# Problem details
How many lines in the listing below contain the word "white"? Case matters, and the reply should be the number alone.

# Supplied data
+ + + + + + +

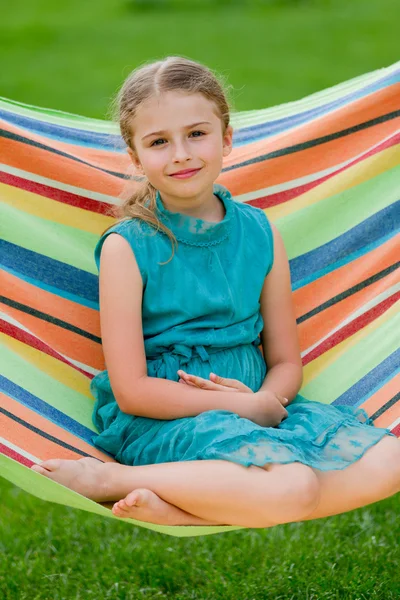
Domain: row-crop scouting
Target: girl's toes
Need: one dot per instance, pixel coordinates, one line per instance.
(39, 469)
(133, 498)
(52, 464)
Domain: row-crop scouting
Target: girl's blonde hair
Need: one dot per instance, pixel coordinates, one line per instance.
(173, 73)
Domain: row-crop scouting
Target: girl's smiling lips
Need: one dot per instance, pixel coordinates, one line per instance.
(185, 173)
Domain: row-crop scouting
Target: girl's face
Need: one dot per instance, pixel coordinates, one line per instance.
(175, 132)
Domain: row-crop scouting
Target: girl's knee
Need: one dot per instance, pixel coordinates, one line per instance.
(306, 491)
(300, 490)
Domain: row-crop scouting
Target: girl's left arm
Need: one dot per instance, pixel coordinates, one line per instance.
(279, 336)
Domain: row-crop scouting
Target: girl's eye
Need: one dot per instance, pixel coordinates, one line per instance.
(161, 139)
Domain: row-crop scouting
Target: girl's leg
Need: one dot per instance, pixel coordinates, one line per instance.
(375, 476)
(216, 490)
(372, 478)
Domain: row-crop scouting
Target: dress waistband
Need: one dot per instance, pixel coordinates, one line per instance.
(180, 354)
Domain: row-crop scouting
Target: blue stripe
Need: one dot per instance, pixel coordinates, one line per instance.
(372, 381)
(53, 275)
(324, 259)
(47, 411)
(245, 135)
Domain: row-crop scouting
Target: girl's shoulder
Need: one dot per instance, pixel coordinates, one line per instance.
(134, 231)
(255, 217)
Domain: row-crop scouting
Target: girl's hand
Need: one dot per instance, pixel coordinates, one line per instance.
(222, 384)
(216, 383)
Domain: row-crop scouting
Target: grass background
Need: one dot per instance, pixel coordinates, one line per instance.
(73, 56)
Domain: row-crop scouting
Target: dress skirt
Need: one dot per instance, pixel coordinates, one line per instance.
(319, 435)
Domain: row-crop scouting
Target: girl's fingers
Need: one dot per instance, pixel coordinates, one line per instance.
(202, 383)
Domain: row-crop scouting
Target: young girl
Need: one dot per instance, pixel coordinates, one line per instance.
(206, 432)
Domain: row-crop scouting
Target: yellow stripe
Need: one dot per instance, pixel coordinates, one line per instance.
(57, 212)
(352, 176)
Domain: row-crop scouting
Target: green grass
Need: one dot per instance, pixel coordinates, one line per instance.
(53, 552)
(73, 56)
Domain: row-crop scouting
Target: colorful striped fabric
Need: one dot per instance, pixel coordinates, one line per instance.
(326, 169)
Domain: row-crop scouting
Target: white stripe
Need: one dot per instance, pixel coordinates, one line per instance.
(363, 309)
(20, 451)
(57, 185)
(293, 183)
(77, 363)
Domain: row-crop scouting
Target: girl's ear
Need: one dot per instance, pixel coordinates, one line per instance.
(227, 141)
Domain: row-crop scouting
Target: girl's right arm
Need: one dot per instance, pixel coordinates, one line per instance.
(120, 295)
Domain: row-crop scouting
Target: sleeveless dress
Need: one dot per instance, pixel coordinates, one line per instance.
(201, 313)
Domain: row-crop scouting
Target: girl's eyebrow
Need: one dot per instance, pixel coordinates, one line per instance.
(187, 127)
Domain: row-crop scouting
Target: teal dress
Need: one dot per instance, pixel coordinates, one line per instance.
(201, 313)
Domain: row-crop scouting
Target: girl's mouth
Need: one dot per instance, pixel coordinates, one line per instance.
(185, 174)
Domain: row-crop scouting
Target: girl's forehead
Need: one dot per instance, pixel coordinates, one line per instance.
(177, 107)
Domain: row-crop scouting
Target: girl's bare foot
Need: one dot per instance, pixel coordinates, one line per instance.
(145, 505)
(86, 476)
(83, 476)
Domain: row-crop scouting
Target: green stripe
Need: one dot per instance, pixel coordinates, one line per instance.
(240, 119)
(50, 491)
(69, 245)
(65, 399)
(328, 218)
(356, 362)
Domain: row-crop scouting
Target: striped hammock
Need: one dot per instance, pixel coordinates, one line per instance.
(326, 170)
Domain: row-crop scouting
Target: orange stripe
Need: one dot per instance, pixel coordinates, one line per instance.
(380, 398)
(310, 296)
(66, 342)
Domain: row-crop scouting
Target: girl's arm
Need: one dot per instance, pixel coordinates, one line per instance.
(279, 335)
(164, 399)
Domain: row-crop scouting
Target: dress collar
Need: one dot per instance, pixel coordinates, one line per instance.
(198, 232)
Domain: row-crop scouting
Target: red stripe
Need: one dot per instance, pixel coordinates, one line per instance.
(96, 206)
(286, 195)
(34, 342)
(15, 455)
(351, 328)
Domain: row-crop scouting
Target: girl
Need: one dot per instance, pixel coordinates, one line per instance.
(205, 431)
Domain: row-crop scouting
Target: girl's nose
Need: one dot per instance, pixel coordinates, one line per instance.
(181, 152)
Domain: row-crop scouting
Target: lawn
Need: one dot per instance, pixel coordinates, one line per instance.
(73, 56)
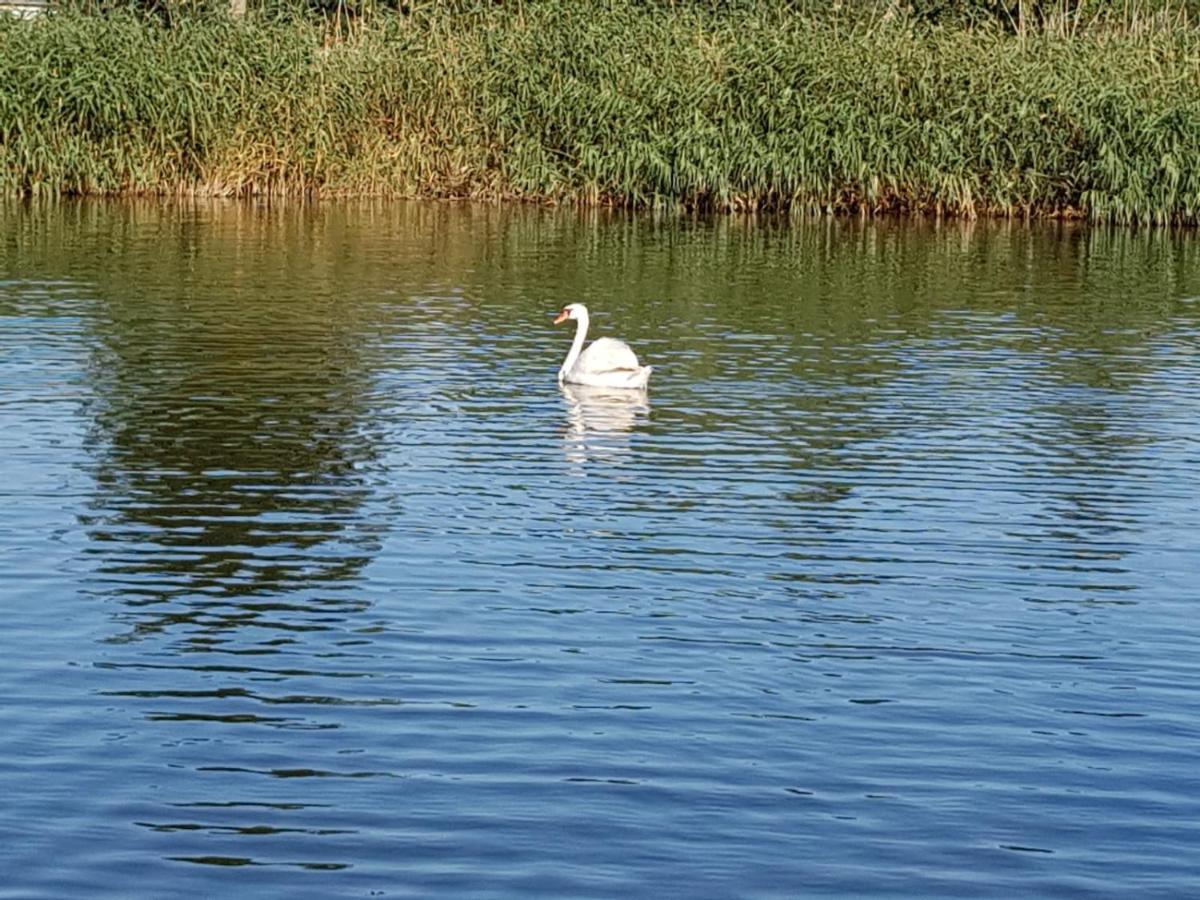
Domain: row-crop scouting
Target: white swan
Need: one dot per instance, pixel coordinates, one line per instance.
(606, 363)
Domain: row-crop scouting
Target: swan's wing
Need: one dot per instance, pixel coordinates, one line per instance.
(606, 354)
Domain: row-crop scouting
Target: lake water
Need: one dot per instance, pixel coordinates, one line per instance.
(315, 583)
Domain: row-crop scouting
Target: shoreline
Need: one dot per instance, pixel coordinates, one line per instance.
(736, 111)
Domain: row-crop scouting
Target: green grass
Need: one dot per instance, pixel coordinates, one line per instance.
(737, 107)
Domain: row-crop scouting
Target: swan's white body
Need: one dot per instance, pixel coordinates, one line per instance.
(606, 363)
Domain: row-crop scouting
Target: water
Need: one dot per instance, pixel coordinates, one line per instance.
(316, 585)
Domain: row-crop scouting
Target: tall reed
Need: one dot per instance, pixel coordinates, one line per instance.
(725, 107)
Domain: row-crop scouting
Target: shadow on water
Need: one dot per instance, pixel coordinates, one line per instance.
(231, 431)
(353, 606)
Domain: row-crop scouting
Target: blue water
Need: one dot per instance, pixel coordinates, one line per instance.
(315, 583)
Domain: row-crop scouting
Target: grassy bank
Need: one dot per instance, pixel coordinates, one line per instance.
(741, 107)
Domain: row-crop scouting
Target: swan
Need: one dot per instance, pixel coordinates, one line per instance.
(606, 363)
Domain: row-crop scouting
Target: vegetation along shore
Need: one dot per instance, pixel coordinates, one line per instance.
(1080, 108)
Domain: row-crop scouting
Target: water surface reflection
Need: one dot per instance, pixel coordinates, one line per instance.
(893, 571)
(600, 423)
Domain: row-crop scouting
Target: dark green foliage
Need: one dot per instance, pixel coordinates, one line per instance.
(637, 105)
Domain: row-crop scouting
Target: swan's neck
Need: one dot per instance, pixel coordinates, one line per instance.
(581, 333)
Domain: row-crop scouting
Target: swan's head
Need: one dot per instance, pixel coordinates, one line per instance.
(571, 311)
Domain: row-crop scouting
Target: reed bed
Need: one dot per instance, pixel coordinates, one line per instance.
(727, 108)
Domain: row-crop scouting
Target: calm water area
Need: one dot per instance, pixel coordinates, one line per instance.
(315, 583)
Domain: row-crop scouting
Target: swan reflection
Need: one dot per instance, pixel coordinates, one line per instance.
(600, 421)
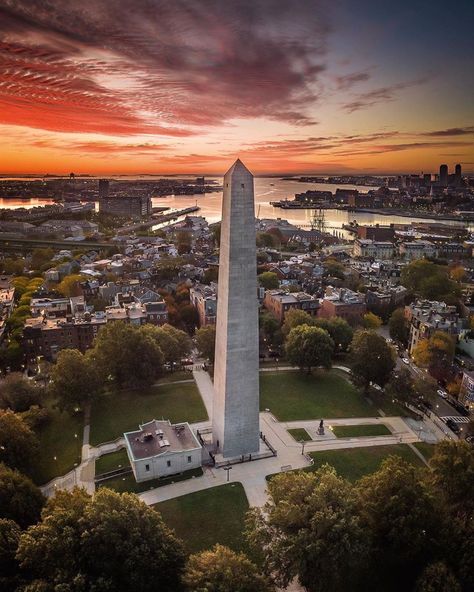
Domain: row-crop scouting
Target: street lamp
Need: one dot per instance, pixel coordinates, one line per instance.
(228, 468)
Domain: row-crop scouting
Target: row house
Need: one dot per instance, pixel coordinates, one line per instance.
(278, 303)
(425, 317)
(341, 302)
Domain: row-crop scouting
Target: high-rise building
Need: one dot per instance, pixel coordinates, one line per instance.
(443, 175)
(103, 188)
(235, 421)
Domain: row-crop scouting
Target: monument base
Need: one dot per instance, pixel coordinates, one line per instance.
(266, 450)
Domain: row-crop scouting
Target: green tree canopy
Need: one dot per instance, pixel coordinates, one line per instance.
(371, 321)
(206, 342)
(127, 355)
(435, 353)
(18, 393)
(76, 379)
(309, 529)
(429, 280)
(295, 317)
(9, 538)
(221, 570)
(309, 347)
(18, 443)
(372, 360)
(397, 509)
(339, 330)
(20, 499)
(108, 542)
(437, 577)
(452, 476)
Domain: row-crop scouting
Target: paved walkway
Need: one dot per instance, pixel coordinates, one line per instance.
(250, 474)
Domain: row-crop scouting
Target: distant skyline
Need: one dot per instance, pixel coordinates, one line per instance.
(184, 87)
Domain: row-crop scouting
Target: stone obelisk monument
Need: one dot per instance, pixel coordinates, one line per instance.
(235, 422)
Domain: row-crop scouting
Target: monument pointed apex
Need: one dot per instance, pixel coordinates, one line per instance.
(238, 165)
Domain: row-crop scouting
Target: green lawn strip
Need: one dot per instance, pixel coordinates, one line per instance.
(300, 434)
(57, 438)
(123, 411)
(294, 395)
(111, 461)
(207, 517)
(175, 377)
(354, 431)
(127, 483)
(354, 463)
(426, 449)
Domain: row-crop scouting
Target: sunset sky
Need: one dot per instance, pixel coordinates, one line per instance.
(185, 86)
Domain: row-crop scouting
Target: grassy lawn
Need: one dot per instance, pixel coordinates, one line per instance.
(426, 449)
(127, 483)
(58, 439)
(354, 463)
(124, 410)
(207, 517)
(294, 395)
(361, 430)
(112, 461)
(300, 434)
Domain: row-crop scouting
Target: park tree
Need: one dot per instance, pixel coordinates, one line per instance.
(295, 317)
(372, 359)
(437, 577)
(309, 347)
(452, 476)
(9, 538)
(429, 280)
(76, 380)
(18, 444)
(222, 570)
(70, 285)
(127, 356)
(398, 326)
(397, 510)
(339, 330)
(18, 393)
(206, 342)
(435, 353)
(20, 499)
(268, 280)
(371, 321)
(106, 542)
(309, 529)
(170, 345)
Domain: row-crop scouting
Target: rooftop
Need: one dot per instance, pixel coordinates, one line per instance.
(158, 437)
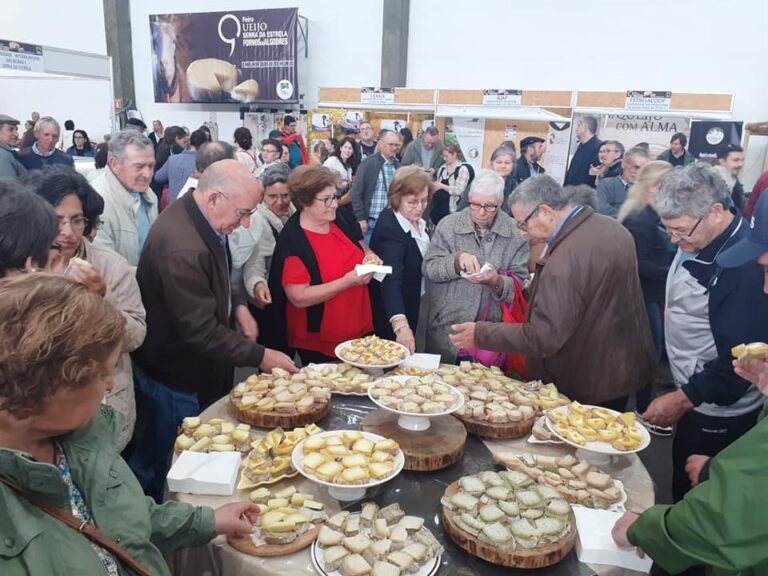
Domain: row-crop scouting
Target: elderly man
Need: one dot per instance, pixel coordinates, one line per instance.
(587, 330)
(10, 168)
(709, 309)
(43, 151)
(426, 152)
(374, 175)
(586, 155)
(130, 207)
(191, 348)
(612, 192)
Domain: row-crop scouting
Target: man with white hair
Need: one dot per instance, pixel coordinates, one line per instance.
(587, 330)
(709, 310)
(43, 151)
(130, 206)
(188, 357)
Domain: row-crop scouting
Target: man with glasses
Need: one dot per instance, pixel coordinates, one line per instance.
(374, 175)
(188, 357)
(587, 330)
(709, 309)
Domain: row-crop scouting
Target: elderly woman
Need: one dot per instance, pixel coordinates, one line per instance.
(312, 278)
(59, 345)
(401, 240)
(77, 205)
(462, 243)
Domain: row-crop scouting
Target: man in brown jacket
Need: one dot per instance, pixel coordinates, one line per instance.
(191, 349)
(587, 330)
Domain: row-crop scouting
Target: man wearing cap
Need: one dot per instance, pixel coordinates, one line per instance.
(531, 151)
(709, 310)
(9, 136)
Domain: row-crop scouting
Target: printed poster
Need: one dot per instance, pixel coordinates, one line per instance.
(234, 57)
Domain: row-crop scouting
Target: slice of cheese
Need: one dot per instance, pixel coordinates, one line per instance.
(208, 77)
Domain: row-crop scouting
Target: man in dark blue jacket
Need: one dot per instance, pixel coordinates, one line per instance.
(586, 153)
(709, 310)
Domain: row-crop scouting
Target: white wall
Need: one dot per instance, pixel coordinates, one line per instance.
(74, 25)
(344, 50)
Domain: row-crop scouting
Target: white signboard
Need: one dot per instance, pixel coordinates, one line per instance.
(647, 101)
(371, 95)
(502, 97)
(21, 57)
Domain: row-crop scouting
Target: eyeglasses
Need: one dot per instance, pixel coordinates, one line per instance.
(681, 235)
(328, 200)
(490, 208)
(76, 223)
(524, 224)
(241, 212)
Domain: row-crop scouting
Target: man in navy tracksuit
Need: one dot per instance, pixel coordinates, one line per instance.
(709, 310)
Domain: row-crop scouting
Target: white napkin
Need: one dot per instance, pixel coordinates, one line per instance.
(485, 268)
(211, 474)
(378, 271)
(596, 546)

+ + + + + + +

# Exercise result
7